▶ [Texte de la page]
===============

La gravité du SAS a été évaluée à l'aide de l'index d'hypoxémie, qui mesure la durée moyenne passée avec une saturation en oxygène inférieure à 90 %.

Les résultats indiquent que la mortalité par cancer est quasiment doublée chez les personnes qui passent plus de 14% de leur temps de sommeil avec une saturation en oxygène inférieure à 90% (SAS sévère) par comparaison aux témoins (RR=1,94). Cette association est même plus forte chez les hommes et les jeunes. En outre, les participants qui utilisent peu (moins de 4 heures par jour) ou pas la CPAP (ventilation en pression positive) ont une mortalité par cancer multipliée par 2,56.

Effet direct de l'hypoxie ? Cofacteur ?


Les auteurs appellent toutefois à la prudence quant à l'interprétation des résultats : « Nos travaux ont seulement trouvé une association entre ces pathologies mais cela ne signifie pas que le SAS soit la cause du cancer », a indiqué le Dr Miguel Angel Martinez-Garcia (Hôpital Universitaire de Valence La Fe, Espagne) dans un communiqué de presse de l'ERS. 

Le pneumologue espagnol a ajouté en conférence de presse que « tous les résultats qu'il présentait avaient été obtenus de façon rétrospective et qu'ils ne suffisent pas à affirmer le lien entre ces deux pathologies et ce, d'autant plus, que l'existence éventuelle d'une insuffisance respiratoire chronique chez ces patients n'a pas été prise en compte. Or, l'insuffisance respiratoire pourrait elle aussi influer sur la présence majorée de promoteurs de cancers ».

Est-ce le SAS qui augmente le risque de cancer ou l'association du SAS et du cancer qui diminue la survie ? Est-ce l'hypoxie ou la mauvaise qualité du sommeil qui est un facteur de risque de mortalité par cancer ? Ces questions restent entières et l'étude américaine présentée plus tôt cette année à l'American Thoracic Society 2012 International Conference n'apporte pas plus de réponses.

Dans l'étude qui a suivi plus de 1500 travailleurs du Wisconsin pendant 20 ans, le SAS a été associé à une augmentation de la mortalité par cancer (RR=4,8, IC 95% : 1,7 à 13,2 ; p=0,0052). Le risque relatif de mortalité par cancer s'échelonnait de 2,9 en cas de SAS modéré à 8,6 en cas de SAS sévère.

A l'occasion d'une conférence de presse, le Pr Michael Stundnicka (Salzbourg, Autriche), co-président du congrès de l'ERS a estimé que « l'hypoxie induite par le SAS pourrait participer à la production de facteurs angiogéniques qui pourraient influer le développement de lésions précancéreuses. Mais il ne s'agit là que d'une hypothèse qui n'a pas été encore prouvée ».

===============

▶ [À faire]
Pouvez-vous recopier à l'identique, dans le texte sur le SAS et la mortalité par cancer, le passage qui s'ouvre sur les mots contenant « Est-ce le SAS » et se clôt sur « plus de réponses. » ?

===============

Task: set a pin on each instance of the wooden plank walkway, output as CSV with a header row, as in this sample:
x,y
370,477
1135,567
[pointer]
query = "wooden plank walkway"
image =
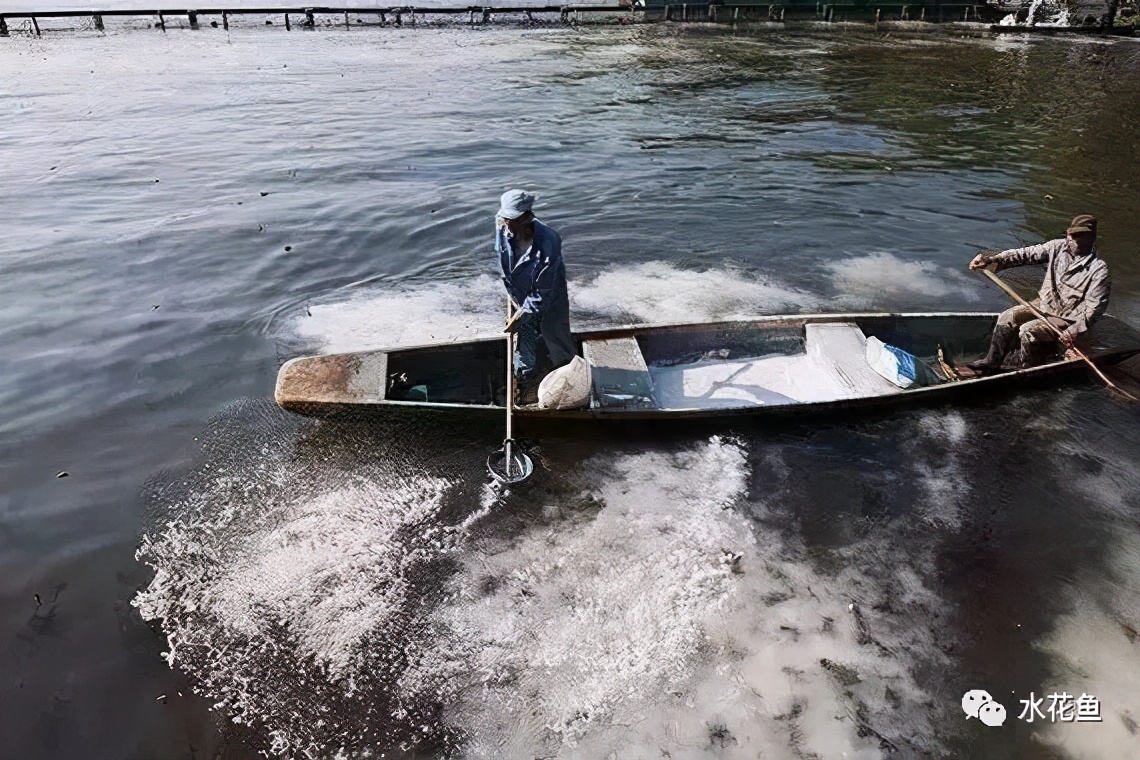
x,y
307,14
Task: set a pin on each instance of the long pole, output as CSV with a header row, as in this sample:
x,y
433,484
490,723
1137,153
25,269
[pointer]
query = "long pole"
x,y
1000,283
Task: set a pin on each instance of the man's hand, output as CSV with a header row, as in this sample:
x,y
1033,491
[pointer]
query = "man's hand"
x,y
984,260
512,324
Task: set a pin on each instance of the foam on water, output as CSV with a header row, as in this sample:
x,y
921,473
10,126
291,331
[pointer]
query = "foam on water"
x,y
287,585
426,313
662,293
1092,647
670,623
885,279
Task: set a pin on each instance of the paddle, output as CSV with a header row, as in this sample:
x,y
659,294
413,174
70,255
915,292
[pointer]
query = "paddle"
x,y
996,280
510,464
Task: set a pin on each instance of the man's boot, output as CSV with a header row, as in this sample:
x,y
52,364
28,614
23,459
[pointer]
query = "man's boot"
x,y
1003,340
1029,353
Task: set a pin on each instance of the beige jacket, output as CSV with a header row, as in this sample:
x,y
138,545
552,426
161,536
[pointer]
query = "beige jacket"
x,y
1075,288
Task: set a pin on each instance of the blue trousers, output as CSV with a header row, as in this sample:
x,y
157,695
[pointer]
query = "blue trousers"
x,y
546,332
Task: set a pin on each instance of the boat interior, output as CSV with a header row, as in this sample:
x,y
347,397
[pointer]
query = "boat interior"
x,y
721,366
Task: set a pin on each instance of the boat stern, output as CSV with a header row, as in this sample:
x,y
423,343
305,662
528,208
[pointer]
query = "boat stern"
x,y
310,383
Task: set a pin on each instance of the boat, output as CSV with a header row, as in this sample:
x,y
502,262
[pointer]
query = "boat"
x,y
741,367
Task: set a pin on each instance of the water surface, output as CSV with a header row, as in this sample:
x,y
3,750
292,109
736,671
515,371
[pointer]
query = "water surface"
x,y
184,212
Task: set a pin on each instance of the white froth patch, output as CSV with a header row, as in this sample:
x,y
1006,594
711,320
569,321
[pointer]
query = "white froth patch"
x,y
589,621
886,279
326,570
1093,651
440,312
1093,646
284,599
660,293
666,627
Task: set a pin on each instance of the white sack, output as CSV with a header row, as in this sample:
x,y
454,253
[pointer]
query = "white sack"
x,y
566,387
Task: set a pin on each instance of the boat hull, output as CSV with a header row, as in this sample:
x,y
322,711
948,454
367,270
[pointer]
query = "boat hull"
x,y
464,378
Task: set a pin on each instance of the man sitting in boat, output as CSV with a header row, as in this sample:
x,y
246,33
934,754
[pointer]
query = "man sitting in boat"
x,y
530,259
1073,296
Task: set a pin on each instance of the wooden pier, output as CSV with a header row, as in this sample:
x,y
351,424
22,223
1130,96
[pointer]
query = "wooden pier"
x,y
874,11
306,16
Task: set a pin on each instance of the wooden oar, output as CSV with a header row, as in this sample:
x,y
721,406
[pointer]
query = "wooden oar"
x,y
516,465
996,280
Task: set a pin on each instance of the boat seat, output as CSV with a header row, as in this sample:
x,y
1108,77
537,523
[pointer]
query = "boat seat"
x,y
620,376
839,349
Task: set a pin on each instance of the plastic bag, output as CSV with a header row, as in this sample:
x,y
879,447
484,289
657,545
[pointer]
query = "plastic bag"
x,y
566,387
902,368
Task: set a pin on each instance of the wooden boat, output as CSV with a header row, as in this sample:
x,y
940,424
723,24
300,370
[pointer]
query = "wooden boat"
x,y
742,367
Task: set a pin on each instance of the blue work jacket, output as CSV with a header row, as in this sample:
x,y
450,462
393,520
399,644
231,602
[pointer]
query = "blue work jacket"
x,y
537,279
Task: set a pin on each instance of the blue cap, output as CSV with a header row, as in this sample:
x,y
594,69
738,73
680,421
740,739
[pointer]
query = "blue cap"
x,y
515,203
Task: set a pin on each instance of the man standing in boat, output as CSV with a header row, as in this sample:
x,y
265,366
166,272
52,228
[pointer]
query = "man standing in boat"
x,y
530,260
1073,296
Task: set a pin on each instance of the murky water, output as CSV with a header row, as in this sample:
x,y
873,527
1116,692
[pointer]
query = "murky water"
x,y
182,212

===============

▶ [Réponse attendue]
Est-ce le SAS qui augmente le risque de cancer ou l'association du SAS et du cancer qui diminue la survie ? Est-ce l'hypoxie ou la mauvaise qualité du sommeil qui est un facteur de risque de mortalité par cancer ? Ces questions restent entières et l'étude américaine présentée plus tôt cette année à l'American Thoracic Society 2012 International Conference n'apporte pas plus de réponses.